__PASSAGE PROVIDED__:
◆ ◆ ◆

# Girl sibling names for Dylan? :)



## katiefx

Need some help thinking of a name for our little girl! Our son is called Dylan so would prefer then to sound good together. Im not keen on really unusual names, i prefer cute/sweet ones for girls (megan, ellie etc) Oh and Rose will be the middle name so must go with that.

We really like Olivia Rose but would love some other ideas. :flower:


----------



## KatOro

I like Danielle


----------



## katiefx

Hadnt thought of Danielle, that goes really well with Dylan :) thankyou!


----------



## TTCabundle

LOVE Olivia Rose, its really pretty!

- Isobel
- Danielle
- Caitlin
- Lucie
- Charlotte
- Charley
- Hannah
- Layla

Xx


----------



## onetwothreebp

Darcy Rose (my favourite!)
Emily Rose
Joelle Rose
Juliet Rose
Alana Rose
Lauren Rose
Hailey Rose


----------



## brookettc3

I have a son named Dylan and a daughter named Summer :) Summer Lynn


----------



## Stephsbump2be

Ella Rose
Sophia Rose
X


----------



## CloverMouse

Mae Rose (I live the name Mae... hubby isn't keen)

Evelyn Rose is pretty too could call her Evie


----------



## bumblebeexo

I love Rose as a middle name :)

Sticking with the 'D' theme..

Daisy Rose
Donna Rose
Dawn Rose
Danielle Rose
Darcey Rose
Dana Rose

Other names..

◆ ◆ ◆

__GIVEN INFORMATION__:
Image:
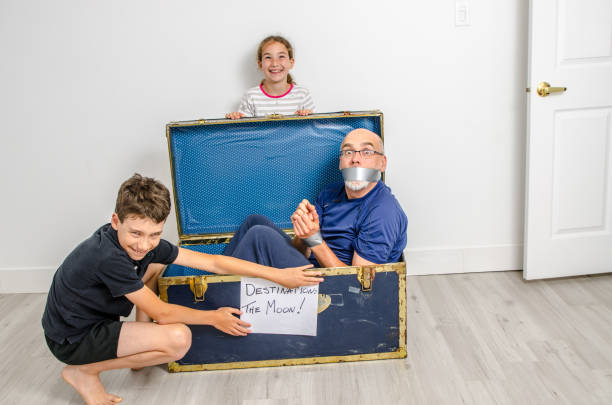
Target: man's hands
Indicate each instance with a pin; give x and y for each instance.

◆ ◆ ◆

__GOALS__:
A) Answer these questions about the thread:
(i) What middle name does katiefx say the baby girl will have?
(ii) Which suggestion does onetwothreebp mark as a favorite?
(iii) What full name does brookettc3 give for the daughter?
B) Give the thread again between "Mae Rose (I" and "the 'D' theme..", inclusive, switching "Evelyn" to "Annabel".

__ANSWERS BELOW__:
A)
(i) Rose
(ii) Darcy Rose
(iii) Summer Lynn

B)
Mae Rose (I live the name Mae... hubby isn't keen)

Annabel Rose is pretty too could call her Evie


----------



## bumblebeexo

I love Rose as a middle name :)

Sticking with the 'D' theme..